_WHAT IS EXPECTED_
Gather every line below that contains the string "girl", treating uppercase and lowercase as distinct.
··· MATERIAL PROVIDED
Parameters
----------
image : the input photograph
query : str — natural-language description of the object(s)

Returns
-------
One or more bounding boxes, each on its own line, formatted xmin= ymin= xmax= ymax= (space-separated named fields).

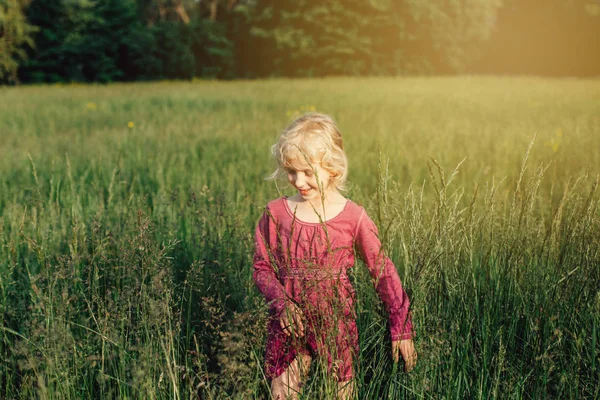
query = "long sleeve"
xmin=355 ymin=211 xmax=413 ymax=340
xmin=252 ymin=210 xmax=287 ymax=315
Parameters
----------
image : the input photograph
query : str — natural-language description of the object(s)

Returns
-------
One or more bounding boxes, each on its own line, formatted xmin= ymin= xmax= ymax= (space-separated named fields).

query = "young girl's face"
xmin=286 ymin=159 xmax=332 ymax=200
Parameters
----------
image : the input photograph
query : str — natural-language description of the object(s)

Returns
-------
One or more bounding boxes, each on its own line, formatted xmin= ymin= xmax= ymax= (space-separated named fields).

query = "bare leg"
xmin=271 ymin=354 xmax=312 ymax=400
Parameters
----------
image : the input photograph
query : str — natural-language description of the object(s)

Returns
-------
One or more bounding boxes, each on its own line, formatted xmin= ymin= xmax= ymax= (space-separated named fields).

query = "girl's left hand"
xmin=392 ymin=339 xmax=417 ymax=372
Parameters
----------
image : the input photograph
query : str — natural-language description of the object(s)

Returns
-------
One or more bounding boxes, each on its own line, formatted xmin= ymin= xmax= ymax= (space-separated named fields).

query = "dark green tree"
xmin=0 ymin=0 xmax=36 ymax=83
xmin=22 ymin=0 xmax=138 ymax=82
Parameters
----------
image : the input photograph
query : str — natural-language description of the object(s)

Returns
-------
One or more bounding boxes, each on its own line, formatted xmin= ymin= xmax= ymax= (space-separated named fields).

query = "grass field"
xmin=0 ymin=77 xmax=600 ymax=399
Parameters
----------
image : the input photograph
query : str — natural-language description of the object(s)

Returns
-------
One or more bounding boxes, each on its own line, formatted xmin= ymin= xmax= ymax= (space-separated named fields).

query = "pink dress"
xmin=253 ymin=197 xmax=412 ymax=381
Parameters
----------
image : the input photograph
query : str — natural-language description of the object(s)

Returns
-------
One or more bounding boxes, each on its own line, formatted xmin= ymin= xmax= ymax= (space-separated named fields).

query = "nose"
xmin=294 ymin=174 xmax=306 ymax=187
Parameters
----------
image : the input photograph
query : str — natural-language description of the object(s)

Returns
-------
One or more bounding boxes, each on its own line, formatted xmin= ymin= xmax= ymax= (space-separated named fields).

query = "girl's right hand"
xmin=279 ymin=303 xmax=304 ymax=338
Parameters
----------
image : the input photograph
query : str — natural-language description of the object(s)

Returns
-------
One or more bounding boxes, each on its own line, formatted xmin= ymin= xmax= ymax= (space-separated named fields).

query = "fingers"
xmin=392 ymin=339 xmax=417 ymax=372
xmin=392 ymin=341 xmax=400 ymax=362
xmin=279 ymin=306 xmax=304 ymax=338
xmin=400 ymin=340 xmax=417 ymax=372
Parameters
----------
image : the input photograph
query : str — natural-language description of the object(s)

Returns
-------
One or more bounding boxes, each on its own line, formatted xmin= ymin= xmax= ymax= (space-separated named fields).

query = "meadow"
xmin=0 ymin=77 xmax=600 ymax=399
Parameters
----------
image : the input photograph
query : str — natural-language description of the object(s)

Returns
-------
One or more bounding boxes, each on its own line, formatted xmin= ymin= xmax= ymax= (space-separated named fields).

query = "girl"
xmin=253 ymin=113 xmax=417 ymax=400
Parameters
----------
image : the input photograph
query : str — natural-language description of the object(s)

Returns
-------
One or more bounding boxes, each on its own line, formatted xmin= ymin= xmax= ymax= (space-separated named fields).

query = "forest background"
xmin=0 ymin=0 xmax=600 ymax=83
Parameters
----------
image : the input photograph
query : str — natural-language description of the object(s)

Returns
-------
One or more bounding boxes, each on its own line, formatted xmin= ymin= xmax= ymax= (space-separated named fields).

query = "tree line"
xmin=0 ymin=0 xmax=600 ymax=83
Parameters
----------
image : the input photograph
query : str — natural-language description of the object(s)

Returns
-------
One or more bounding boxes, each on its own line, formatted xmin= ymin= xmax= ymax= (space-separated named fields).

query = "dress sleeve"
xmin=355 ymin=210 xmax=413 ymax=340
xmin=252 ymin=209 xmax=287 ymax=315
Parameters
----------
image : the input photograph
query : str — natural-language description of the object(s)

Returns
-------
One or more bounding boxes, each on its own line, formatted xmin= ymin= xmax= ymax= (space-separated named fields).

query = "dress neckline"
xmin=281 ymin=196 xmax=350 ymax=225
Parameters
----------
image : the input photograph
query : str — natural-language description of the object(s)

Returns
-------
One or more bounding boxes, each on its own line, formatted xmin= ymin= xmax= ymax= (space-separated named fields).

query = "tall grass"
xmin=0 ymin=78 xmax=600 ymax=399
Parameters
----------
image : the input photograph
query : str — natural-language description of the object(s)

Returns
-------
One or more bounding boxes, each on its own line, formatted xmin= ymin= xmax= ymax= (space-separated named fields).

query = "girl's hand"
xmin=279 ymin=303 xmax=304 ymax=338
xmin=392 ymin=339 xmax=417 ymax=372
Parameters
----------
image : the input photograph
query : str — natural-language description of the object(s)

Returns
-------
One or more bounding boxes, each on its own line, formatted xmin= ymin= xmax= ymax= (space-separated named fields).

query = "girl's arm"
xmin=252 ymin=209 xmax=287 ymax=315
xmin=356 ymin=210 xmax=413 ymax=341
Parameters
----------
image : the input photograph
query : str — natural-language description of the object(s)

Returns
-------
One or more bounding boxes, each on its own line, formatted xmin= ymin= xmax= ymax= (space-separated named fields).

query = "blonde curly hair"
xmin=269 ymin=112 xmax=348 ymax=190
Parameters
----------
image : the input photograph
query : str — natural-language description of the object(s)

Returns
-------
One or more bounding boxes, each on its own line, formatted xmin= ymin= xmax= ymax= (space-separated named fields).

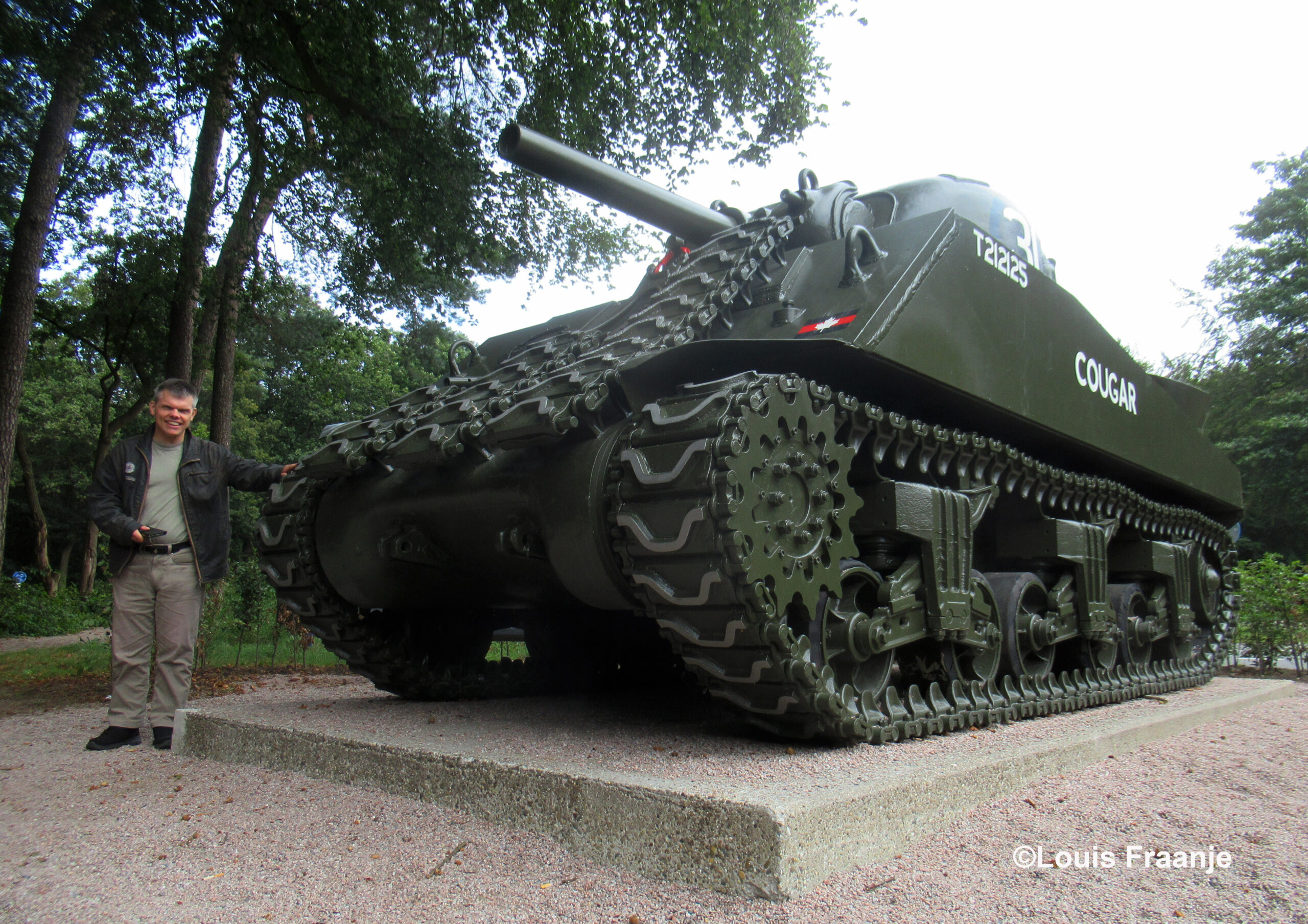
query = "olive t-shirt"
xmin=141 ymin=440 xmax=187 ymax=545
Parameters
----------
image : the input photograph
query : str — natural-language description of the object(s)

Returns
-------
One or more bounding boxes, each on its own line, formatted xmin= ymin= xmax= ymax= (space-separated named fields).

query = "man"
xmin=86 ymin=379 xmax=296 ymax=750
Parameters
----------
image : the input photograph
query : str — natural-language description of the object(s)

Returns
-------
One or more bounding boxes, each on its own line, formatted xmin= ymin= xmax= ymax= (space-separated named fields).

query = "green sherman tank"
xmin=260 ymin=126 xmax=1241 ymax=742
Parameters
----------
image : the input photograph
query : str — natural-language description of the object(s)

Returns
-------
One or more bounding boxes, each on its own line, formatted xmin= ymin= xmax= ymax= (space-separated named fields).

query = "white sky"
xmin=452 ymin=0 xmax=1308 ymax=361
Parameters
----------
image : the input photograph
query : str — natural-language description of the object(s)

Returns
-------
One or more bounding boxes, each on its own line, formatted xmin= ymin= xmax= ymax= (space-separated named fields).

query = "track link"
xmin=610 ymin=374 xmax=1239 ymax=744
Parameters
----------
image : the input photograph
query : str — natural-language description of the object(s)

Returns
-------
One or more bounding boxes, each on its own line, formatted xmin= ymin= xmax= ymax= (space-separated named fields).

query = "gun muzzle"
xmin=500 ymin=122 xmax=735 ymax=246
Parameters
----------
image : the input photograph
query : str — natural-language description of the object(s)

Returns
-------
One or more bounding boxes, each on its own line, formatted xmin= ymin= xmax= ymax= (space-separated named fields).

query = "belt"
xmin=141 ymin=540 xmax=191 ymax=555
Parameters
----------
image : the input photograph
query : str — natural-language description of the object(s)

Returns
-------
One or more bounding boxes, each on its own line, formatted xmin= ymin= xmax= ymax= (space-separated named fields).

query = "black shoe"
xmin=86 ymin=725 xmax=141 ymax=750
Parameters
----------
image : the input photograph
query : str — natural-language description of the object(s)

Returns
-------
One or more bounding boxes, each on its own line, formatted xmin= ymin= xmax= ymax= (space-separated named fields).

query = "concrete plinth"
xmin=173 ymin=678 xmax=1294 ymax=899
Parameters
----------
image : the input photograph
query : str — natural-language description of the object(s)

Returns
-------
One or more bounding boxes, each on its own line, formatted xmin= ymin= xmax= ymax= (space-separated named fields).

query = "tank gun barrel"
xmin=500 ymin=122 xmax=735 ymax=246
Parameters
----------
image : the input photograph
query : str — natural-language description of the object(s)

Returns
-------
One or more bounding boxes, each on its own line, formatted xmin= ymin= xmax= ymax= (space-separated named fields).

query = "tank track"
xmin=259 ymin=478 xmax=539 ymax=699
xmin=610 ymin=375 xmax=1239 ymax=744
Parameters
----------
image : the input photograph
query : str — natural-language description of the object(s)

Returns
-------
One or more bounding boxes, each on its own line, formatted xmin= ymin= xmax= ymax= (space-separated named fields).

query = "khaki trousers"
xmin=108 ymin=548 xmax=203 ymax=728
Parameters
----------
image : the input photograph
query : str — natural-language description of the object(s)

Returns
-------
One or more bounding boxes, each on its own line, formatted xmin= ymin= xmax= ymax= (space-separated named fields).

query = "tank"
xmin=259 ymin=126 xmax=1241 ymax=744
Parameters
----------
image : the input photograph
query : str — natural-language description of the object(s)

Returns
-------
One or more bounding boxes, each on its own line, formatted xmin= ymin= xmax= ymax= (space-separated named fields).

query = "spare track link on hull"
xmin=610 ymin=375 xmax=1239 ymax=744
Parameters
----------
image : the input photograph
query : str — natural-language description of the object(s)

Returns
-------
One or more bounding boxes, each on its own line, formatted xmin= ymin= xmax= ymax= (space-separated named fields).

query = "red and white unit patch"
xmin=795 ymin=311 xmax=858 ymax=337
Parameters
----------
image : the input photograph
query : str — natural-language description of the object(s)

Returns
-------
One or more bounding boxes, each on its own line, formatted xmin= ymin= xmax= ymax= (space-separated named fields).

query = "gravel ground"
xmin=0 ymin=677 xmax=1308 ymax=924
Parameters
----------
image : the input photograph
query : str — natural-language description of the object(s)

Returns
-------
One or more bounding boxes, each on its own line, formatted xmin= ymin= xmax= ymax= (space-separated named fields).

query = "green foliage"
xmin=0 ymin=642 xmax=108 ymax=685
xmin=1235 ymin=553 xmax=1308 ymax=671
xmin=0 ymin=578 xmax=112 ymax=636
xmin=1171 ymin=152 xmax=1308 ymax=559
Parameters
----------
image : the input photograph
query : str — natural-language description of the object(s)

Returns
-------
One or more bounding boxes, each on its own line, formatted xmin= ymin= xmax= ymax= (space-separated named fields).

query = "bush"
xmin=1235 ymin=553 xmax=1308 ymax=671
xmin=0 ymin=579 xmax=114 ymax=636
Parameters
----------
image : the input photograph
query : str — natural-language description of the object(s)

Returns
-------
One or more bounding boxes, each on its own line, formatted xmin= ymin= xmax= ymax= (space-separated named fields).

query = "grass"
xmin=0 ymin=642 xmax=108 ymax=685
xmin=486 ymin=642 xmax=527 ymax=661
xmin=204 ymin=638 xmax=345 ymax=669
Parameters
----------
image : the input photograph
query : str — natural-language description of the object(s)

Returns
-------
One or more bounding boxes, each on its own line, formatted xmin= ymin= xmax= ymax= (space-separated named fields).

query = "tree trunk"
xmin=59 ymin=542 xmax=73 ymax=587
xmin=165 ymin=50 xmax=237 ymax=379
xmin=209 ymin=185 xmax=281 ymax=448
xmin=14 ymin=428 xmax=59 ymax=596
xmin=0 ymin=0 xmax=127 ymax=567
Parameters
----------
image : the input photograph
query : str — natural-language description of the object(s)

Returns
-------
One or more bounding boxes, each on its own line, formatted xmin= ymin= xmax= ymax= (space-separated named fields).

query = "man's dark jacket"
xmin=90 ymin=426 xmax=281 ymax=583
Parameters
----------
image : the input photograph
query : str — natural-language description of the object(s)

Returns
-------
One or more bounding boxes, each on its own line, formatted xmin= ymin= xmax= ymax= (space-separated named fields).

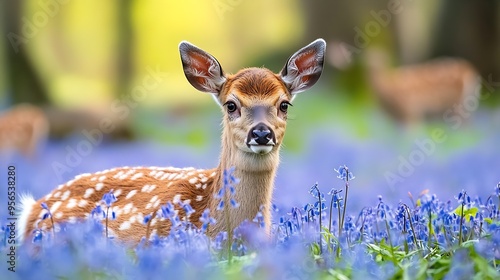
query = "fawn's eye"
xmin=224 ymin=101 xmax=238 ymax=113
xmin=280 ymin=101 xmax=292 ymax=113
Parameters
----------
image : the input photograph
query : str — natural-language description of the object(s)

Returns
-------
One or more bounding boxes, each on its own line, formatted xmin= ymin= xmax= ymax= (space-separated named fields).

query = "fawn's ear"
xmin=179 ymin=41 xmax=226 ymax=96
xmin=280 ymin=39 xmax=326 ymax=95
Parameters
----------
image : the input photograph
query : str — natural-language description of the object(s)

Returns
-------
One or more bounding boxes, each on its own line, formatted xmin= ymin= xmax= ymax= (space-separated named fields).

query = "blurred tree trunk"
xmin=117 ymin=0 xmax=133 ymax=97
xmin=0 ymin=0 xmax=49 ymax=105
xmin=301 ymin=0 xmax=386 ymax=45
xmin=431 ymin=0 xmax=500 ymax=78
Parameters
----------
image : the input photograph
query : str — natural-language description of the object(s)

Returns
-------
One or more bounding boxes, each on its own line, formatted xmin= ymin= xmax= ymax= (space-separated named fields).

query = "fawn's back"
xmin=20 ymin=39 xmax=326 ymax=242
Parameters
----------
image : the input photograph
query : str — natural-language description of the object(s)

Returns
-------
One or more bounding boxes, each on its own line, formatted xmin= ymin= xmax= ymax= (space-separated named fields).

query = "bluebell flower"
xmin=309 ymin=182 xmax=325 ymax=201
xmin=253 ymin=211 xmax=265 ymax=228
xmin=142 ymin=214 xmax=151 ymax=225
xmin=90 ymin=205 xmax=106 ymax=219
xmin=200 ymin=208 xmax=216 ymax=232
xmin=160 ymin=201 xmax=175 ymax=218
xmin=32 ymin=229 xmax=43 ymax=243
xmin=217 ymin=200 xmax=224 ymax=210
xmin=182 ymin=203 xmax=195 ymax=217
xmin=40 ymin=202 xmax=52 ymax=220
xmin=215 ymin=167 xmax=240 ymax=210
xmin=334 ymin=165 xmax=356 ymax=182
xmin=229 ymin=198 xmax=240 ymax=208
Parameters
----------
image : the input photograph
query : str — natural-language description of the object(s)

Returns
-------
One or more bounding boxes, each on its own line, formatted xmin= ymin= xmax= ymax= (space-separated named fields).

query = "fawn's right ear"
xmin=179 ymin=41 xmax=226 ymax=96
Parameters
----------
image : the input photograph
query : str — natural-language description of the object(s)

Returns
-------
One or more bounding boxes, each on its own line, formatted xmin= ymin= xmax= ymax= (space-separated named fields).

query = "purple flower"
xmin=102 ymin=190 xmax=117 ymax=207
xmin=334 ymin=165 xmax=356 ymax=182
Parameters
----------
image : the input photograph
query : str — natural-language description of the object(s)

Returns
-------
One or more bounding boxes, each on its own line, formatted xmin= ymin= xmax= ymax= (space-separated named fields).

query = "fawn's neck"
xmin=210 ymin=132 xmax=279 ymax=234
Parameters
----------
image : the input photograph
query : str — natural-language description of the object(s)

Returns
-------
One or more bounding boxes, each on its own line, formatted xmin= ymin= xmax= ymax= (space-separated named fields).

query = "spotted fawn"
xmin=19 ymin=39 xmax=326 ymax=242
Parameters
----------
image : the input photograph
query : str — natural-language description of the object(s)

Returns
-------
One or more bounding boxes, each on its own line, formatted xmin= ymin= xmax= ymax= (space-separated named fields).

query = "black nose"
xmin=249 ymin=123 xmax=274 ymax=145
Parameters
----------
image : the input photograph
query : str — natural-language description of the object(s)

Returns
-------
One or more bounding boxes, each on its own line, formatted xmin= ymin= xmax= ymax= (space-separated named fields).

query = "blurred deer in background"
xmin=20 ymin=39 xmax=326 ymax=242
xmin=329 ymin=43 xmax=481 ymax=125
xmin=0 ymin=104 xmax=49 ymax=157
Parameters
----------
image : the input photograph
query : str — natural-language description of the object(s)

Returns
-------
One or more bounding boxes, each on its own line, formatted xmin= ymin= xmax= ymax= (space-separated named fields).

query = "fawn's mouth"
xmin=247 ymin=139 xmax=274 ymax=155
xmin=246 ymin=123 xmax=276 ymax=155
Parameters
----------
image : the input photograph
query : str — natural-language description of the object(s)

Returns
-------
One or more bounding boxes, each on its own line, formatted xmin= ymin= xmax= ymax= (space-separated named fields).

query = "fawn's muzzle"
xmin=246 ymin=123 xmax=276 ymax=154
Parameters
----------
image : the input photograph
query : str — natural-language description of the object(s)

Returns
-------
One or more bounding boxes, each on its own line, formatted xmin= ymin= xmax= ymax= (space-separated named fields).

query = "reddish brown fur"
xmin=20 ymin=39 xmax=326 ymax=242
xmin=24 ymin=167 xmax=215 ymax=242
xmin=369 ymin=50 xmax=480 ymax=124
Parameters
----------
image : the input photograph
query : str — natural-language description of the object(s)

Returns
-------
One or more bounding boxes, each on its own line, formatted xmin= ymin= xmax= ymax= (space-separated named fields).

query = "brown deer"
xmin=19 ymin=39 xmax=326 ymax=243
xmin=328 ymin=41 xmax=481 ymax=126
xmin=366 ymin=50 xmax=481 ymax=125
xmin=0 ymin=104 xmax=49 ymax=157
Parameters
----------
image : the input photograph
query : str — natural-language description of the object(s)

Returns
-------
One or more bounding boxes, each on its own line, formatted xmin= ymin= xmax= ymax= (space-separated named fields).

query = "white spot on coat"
······
_SOLUTION_
query = "young girl's face"
query = "girl's left hand"
query = "girl's right hand"
query = "girl"
query = "girl's hand"
query = "girl's arm"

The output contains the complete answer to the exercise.